**Exercise:**
Check every line of the entries that follow, and copy the ones containing "avocado".

----------------

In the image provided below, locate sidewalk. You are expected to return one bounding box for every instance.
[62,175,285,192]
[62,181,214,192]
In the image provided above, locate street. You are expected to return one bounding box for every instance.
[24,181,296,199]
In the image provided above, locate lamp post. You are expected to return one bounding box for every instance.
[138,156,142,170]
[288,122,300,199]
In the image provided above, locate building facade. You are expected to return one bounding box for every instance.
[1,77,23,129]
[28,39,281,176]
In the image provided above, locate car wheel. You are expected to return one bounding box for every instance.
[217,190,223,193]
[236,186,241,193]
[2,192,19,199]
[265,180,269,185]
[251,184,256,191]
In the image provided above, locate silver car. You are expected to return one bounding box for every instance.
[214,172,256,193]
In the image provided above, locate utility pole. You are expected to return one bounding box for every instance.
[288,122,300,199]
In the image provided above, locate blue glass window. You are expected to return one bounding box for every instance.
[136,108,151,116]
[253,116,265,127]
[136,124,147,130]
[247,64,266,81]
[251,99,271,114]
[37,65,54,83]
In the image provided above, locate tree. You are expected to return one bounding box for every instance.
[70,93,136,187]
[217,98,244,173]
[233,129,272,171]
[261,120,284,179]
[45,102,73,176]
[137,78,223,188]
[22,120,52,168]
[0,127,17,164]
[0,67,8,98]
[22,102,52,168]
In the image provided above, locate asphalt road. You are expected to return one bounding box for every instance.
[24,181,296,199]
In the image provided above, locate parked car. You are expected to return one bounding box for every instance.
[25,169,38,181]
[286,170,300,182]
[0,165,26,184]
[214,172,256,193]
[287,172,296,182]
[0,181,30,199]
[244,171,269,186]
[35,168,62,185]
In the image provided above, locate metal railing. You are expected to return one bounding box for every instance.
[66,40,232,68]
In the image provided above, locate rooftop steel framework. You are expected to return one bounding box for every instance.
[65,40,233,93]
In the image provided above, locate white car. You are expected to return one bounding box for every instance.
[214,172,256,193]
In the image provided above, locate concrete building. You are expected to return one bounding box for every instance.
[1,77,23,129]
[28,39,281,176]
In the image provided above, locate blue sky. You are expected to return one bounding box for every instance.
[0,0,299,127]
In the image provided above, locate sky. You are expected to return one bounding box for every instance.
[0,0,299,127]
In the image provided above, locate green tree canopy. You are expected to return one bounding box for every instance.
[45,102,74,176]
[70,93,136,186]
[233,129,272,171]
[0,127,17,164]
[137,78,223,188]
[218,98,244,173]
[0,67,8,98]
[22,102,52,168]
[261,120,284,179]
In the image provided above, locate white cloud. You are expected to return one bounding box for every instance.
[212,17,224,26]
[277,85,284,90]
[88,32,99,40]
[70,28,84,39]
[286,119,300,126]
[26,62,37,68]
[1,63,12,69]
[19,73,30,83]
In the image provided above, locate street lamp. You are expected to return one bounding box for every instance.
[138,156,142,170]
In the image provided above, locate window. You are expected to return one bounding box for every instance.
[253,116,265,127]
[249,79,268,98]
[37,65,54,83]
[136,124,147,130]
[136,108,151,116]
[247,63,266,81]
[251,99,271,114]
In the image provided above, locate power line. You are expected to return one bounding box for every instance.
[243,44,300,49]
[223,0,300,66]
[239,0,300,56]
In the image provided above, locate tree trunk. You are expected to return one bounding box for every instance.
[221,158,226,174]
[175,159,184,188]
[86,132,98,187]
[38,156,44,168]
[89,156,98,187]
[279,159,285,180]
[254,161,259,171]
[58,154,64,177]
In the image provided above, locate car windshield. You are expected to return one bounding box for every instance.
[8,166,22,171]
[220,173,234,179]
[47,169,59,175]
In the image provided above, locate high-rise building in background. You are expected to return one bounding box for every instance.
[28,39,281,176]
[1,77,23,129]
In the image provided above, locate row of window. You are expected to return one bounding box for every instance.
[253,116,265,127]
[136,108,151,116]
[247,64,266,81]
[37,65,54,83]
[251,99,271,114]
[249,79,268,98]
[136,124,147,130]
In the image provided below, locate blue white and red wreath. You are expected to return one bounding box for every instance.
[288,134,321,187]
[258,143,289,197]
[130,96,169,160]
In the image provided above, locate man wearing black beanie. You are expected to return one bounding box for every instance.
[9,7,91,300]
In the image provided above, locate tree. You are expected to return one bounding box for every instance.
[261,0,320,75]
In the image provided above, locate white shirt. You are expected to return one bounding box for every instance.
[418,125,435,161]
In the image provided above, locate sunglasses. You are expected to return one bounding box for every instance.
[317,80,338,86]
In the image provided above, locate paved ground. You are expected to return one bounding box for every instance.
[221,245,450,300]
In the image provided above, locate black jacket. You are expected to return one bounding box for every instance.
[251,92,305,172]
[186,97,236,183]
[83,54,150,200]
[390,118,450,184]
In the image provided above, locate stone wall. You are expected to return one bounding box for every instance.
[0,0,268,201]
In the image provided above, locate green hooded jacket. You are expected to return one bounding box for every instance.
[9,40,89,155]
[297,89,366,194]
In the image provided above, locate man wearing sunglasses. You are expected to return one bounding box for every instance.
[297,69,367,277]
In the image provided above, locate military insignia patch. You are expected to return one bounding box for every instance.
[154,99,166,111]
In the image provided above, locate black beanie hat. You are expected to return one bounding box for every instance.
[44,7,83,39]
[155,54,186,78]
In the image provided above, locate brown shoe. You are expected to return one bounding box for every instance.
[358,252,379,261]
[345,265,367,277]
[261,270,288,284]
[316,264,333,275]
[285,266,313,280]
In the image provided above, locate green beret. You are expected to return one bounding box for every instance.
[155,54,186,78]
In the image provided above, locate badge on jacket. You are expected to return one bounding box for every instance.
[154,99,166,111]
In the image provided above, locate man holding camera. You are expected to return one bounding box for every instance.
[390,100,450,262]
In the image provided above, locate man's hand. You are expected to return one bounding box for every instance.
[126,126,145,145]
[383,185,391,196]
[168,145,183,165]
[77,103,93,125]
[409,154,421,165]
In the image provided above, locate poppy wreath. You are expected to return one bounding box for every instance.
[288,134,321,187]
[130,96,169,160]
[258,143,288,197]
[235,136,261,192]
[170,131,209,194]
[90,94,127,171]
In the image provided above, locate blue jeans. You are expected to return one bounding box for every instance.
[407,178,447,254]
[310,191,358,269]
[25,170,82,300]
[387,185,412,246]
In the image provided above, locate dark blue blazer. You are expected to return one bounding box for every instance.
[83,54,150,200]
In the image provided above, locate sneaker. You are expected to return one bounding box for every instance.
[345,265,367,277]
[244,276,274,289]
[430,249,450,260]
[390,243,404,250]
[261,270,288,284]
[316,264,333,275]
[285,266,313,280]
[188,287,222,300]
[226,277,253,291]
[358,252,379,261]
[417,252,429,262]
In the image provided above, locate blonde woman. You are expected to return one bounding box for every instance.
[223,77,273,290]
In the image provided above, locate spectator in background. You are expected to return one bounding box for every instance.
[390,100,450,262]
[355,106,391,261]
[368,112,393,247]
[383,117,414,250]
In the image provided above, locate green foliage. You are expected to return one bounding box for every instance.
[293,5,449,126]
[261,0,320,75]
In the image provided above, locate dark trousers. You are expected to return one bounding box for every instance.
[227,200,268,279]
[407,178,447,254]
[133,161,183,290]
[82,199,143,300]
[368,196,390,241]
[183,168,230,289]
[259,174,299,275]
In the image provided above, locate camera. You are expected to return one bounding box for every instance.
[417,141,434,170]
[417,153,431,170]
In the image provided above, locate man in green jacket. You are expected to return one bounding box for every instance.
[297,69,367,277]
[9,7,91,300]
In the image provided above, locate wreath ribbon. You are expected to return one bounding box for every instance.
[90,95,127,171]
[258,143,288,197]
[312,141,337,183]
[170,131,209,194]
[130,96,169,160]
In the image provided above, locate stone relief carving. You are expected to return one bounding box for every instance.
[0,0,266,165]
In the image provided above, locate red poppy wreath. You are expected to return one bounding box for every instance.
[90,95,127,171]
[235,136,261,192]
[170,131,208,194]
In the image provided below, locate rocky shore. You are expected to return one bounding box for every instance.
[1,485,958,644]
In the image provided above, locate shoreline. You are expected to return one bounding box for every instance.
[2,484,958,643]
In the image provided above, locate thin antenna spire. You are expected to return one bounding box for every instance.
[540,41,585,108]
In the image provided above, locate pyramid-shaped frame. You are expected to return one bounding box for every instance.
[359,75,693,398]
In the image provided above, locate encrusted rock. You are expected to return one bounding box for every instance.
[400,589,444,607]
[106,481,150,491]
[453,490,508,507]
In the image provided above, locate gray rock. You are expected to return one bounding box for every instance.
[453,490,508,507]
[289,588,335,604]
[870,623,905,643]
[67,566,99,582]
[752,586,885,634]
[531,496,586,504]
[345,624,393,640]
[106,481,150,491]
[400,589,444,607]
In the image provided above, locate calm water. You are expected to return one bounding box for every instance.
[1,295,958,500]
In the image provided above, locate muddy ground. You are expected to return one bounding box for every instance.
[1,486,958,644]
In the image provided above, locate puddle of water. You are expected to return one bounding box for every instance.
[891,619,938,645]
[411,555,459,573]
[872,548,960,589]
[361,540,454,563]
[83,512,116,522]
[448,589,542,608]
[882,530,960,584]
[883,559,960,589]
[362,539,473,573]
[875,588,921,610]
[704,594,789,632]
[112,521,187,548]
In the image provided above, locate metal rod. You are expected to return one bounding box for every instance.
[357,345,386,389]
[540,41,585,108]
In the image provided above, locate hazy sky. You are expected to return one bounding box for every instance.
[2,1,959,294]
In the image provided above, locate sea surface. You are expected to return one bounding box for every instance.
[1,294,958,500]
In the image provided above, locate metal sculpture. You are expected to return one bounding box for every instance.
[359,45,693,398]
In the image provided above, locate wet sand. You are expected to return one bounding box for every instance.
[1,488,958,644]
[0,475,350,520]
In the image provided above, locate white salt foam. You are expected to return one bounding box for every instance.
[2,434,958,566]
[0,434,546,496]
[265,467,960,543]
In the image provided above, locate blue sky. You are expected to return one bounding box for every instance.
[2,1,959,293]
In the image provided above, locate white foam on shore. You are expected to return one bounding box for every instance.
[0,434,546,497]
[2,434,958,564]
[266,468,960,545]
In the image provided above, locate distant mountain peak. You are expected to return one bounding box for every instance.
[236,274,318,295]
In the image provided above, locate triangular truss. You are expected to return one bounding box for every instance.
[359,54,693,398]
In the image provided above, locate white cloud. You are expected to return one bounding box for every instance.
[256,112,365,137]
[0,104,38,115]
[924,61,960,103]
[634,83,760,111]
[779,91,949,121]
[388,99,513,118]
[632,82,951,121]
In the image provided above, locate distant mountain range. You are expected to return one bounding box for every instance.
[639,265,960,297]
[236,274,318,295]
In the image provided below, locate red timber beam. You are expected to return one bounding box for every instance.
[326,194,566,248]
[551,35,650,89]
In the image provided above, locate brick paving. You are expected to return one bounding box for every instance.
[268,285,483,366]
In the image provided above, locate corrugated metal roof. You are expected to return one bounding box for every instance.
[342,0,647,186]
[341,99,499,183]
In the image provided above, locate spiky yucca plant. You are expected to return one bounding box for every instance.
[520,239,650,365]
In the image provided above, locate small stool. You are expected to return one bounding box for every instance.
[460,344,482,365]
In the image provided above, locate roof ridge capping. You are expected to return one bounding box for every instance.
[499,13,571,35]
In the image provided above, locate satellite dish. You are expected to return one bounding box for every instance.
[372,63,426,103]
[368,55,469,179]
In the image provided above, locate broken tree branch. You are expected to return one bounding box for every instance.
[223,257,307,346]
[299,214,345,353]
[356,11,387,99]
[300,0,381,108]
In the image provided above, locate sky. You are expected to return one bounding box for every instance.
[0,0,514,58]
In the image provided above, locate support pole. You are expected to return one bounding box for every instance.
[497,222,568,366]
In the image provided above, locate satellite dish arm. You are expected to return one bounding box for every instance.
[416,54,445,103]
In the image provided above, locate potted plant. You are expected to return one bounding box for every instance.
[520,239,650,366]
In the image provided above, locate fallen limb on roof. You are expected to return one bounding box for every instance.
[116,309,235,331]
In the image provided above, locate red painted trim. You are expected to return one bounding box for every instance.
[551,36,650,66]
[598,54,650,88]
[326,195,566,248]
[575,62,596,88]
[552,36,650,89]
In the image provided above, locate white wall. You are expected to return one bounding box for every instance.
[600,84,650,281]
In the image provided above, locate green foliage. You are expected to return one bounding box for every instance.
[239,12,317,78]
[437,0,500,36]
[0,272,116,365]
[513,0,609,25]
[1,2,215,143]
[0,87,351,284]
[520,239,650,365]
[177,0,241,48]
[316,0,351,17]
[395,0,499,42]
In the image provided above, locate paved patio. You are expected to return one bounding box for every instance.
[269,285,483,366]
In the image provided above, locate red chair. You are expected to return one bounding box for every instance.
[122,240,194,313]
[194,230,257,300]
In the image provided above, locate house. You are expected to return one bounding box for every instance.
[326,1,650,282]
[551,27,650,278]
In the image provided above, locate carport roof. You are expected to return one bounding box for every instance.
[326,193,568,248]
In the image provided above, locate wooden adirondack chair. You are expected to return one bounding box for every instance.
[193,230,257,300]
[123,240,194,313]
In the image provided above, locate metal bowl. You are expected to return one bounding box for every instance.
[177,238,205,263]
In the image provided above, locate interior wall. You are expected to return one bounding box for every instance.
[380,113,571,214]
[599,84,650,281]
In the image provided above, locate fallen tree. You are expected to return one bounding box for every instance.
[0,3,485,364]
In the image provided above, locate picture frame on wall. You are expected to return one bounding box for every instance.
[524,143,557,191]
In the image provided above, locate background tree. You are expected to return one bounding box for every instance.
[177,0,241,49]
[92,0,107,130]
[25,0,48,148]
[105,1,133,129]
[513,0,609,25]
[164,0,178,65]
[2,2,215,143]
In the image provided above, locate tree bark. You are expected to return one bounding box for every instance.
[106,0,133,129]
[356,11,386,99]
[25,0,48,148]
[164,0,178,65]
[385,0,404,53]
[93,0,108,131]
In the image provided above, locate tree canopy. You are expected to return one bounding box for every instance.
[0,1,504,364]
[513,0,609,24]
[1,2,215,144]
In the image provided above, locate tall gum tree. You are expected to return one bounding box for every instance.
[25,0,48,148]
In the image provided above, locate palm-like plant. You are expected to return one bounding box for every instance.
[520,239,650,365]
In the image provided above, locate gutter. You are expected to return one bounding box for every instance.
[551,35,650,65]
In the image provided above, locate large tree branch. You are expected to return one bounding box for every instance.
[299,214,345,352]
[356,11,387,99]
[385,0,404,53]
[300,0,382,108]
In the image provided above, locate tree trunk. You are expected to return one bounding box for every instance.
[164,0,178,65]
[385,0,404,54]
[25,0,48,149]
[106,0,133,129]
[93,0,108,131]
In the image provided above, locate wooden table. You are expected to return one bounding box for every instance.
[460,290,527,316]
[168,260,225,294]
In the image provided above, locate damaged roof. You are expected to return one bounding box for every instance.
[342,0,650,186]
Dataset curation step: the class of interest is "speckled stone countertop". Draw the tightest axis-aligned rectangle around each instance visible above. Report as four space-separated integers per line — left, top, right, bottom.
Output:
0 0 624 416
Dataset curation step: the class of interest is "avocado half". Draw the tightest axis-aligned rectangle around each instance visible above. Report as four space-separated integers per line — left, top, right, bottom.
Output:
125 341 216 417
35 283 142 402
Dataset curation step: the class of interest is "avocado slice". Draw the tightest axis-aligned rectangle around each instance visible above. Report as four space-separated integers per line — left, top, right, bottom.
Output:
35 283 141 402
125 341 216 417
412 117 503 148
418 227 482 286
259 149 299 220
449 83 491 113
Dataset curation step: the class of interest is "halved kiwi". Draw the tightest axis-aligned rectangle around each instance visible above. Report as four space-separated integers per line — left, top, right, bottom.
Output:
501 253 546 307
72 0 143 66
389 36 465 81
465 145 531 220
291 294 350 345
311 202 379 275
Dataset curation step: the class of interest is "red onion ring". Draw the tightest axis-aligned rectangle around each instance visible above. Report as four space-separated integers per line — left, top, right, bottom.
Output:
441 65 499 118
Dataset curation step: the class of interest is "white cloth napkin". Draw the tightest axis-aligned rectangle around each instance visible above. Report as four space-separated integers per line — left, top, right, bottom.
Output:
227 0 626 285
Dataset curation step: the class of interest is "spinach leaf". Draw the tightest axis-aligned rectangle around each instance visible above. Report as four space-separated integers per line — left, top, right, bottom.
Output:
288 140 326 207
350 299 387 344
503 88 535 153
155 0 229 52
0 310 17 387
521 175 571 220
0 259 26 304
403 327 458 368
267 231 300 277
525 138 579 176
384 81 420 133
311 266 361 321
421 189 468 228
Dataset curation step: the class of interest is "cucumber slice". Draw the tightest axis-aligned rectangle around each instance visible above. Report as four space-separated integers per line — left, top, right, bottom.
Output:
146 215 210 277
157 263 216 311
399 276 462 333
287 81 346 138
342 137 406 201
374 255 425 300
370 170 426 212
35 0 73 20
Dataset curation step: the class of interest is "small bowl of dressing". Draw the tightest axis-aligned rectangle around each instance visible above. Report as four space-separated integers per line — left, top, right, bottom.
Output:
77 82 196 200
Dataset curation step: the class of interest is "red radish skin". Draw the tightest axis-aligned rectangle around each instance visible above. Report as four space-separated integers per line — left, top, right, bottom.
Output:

----------------

**Task answer:**
Dataset curation step: the class of interest is "avocado half". Draw the tightest axis-aligned rectangle around each instance visible above. Report as four space-separated integers per line — left, top, right, bottom.
Dataset curation step: the class of interest is "avocado slice". Draw the tightest axis-aligned rectangle around each instance visible above. Report as four space-separated integers per line — left, top, right, bottom.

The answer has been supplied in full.